Written exercise: Reproduce the data below word for word, from the line with "pink wall in the picture above?" to the line with "line in the picture above?". Leave the pictures out of your answer.

-------- Data shown

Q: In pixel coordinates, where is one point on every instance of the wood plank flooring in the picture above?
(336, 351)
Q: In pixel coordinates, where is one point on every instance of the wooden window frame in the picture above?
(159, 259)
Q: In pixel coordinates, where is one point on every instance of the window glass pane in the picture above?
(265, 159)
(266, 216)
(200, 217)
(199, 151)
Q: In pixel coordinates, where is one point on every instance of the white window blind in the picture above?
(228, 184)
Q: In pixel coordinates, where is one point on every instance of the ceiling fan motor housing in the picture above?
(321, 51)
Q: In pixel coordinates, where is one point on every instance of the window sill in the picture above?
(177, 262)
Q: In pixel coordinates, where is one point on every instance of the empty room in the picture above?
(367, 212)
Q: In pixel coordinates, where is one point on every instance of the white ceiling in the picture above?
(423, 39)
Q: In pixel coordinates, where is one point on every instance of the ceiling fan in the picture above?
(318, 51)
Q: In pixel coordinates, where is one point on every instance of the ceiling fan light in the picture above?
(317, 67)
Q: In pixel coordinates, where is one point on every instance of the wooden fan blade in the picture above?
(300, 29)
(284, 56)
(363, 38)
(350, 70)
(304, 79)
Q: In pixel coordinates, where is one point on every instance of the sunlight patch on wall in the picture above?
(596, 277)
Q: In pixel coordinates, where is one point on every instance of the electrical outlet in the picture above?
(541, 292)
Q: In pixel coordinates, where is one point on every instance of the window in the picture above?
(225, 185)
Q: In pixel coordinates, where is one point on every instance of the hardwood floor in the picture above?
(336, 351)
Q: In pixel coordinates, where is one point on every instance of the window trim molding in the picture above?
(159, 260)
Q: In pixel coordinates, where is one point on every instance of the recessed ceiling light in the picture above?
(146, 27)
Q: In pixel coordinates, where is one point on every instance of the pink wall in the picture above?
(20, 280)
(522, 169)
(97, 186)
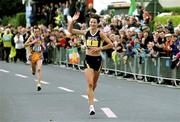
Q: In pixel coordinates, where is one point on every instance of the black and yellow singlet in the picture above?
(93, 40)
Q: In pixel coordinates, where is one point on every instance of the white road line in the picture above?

----------------
-------- Data shown

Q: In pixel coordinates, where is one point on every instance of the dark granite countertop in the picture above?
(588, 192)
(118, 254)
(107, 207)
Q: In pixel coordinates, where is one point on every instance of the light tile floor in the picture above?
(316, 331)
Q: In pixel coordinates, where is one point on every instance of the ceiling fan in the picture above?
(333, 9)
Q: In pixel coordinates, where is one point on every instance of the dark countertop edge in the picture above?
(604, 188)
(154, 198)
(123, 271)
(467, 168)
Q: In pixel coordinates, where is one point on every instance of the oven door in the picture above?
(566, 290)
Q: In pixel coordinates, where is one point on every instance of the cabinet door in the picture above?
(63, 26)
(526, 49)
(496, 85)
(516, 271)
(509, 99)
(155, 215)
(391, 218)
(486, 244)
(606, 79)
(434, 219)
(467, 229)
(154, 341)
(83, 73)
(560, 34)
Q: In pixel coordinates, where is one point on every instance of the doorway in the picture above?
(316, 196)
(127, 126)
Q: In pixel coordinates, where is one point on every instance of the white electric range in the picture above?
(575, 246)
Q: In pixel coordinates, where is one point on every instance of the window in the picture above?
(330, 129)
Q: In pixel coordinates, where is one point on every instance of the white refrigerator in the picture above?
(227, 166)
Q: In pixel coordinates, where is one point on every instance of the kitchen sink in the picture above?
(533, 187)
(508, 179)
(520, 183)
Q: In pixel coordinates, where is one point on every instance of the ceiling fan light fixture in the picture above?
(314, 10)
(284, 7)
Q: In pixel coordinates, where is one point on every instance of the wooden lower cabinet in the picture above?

----------------

Solved problem:
Q: In pixel coordinates, where is one point on every instance of the pink wall in the picture above?
(20, 280)
(522, 169)
(97, 186)
Q: In pixel coordinates, where is one point on every instance of the black and yellow singlet in the picture above?
(93, 40)
Q: In pixel coordinates, where is one point on every instance of the white road line in the picture above?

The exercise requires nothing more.